Exercise goal: Rewrite the part of the material below that opens with the line containing "Identify the green sepal" and runs through the end of the material, keeping every line and all its wording but multiplying each x and y coordinate by 2.6. Round each result to a whole number, with halves rounded up.
[start of Records for processing]
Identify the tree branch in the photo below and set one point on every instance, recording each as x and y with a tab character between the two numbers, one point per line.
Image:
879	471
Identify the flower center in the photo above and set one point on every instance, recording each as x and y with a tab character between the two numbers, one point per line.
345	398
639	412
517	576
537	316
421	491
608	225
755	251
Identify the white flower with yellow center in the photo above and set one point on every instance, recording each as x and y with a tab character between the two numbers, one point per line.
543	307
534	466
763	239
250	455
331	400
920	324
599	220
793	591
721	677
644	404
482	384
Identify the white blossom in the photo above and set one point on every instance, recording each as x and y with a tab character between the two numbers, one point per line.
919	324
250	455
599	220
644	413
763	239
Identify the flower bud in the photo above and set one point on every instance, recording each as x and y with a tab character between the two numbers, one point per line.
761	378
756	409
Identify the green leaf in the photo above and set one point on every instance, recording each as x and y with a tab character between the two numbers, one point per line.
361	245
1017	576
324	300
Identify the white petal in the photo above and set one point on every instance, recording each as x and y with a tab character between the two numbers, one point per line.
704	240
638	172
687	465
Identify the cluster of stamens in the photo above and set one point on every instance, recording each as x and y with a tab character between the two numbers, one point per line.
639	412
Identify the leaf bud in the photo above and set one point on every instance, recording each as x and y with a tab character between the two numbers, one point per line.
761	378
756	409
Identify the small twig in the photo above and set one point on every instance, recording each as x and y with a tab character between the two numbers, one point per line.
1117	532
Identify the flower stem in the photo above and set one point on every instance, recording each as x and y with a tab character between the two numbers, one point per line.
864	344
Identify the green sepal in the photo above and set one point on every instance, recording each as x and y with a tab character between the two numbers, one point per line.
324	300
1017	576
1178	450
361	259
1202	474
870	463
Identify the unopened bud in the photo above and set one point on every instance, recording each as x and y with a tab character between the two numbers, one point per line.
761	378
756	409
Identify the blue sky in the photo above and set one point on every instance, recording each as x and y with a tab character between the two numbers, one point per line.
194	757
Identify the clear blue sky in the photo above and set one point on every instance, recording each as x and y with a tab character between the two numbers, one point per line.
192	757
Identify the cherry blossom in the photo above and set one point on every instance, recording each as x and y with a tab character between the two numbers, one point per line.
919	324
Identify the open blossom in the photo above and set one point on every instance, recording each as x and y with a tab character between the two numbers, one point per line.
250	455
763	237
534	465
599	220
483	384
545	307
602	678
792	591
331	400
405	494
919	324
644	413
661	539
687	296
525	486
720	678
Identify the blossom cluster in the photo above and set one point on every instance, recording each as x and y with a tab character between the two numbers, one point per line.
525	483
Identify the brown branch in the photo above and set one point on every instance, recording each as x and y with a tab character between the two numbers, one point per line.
[end of Records for processing]
Answer below:
Identify the green sepal in the photo above and set one point on every instance, recording each as x and y with a tab character between the two numbers, one point per line.
842	780
2644	1498
3063	1170
939	673
3125	1232
2262	1204
Identify the unopened bud in the photo above and set one point on every instance, recording each as x and y with a tab character between the two numbers, one point per line.
1979	983
1966	1063
Identify the blue sky in the photo above and set one point on every instance, recording each as x and y with a tab character between the two numbers, one point per line.
504	1968
Identify the clear blue sky in the photo above and set one point on every instance, recording each as x and y with a tab character between the two numbers, one point per line.
499	1968
Identify the cherry blossom in the photo above and set one point on every instance, recording each as x and y with a tab character between the two numbers, one point per line.
2389	842
Identify the open blossom in the photo above and set one point on every instance, recording each as x and y with a tab character between the two numbers, one point per line.
650	1183
1984	616
1388	1209
1557	572
1256	998
1417	798
1565	1763
2059	1537
861	1040
1053	1284
2389	842
1674	1074
1719	1401
1786	770
1365	1264
1872	1763
Identify the blossom cluster in the photo above and set one point on every instance, recording each as x and y with a tab character between the two numbers, one point per line.
1365	1256
Identify the brown branch in the photo above and set one point on every instance, recording each as x and y with a tab character between the two numbers, one point per line.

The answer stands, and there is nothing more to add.